● DATA EXCERPTS:
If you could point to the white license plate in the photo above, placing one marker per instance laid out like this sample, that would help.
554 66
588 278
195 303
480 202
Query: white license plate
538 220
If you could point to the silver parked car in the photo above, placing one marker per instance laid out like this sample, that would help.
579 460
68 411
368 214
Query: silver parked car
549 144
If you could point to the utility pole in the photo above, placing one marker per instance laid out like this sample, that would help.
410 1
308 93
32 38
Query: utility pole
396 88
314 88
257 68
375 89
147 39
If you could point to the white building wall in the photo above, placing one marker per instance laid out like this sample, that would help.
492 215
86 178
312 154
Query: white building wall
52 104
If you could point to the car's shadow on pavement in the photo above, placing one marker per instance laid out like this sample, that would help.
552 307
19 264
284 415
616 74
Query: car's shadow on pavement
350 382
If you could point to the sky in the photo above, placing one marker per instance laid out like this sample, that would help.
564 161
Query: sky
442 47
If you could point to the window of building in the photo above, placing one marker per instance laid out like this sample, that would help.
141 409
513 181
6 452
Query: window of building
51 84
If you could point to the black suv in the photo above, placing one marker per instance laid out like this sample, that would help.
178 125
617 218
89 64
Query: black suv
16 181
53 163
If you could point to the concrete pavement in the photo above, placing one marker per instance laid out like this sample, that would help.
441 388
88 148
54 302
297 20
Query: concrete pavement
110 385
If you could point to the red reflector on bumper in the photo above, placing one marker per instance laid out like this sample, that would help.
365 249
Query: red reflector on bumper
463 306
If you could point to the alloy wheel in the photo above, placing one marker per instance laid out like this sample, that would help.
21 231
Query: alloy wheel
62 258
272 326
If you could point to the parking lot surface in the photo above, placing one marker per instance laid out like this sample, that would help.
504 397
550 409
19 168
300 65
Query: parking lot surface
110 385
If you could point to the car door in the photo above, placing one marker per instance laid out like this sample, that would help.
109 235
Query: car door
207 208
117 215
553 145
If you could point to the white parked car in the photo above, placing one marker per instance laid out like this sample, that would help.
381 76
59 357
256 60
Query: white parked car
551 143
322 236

● TASK BRIEF: A faithful, word-for-word transcription of the data above is required.

● ANSWER BOX:
If you could point to the white license plate in the photo above, placing one marker per instance laid out like this sample, that would help.
554 66
588 278
195 303
480 202
Query: white license plate
538 220
If you could point to the silver parked car in the photo above, placing one marker per instance laid out like this sample, that would help.
579 460
68 411
368 214
Query: silver parked car
549 144
If you could point to the utility pole in the photo above, placing one marker per instance laid out like this sample, that would help.
410 1
308 93
32 38
Query: utility pole
396 88
314 88
257 68
375 89
147 39
If you could point to the white building wall in the photo above, placing one marker per instance laid out like this sample, that would help.
492 215
86 178
312 154
Query: white building wall
52 104
If you could point to the car's shadow on pavement in the photo above, placing one marker per instance laid out like this sample, that would help.
552 307
19 264
284 415
616 74
Query: car's shadow on pavement
350 382
If you could point to the sky in the photo above, placing one marker per instance laid out like this sample, that would help.
564 161
Query: sky
442 47
If you could point to the window of building in the photo above, placing one marker per instance laid out like this sample, that would help.
141 409
513 181
6 452
Query: window of building
51 84
If you could point to the black suv in the photo above, placing one marker per instance laid out like this sample, that would help.
178 125
617 218
89 64
Query: black suv
16 181
53 163
If you could point to the concrete pavement in the photo above, placing one marker per instance laid out like this sample, that would help.
441 388
88 148
54 302
297 20
Query: concrete pavement
110 385
If you could point to the red reflector on bumper in the photo above, placing one marker per instance laid out like this sample, that would help.
365 249
Query: red reflector on bumper
463 306
If you could point to the alloy wheel in the photo above, placing one marker per instance laid out like this sample, that would help.
21 231
Query: alloy wheel
62 258
272 326
If you could point to the parking lot surface in the photo above, placing one marker per instance laid out like this sample, that would help.
504 397
550 409
19 168
300 65
Query: parking lot surface
110 385
If you could point to the car door in the photo above, placing one marker per instance laid out like this sample, that would help.
109 235
Query: car door
207 208
117 215
553 145
If you could point to the white parked car in the photo above, placing one marker per instance laid out like this sample, that would help.
381 76
59 357
256 60
Query: white parked car
551 143
322 236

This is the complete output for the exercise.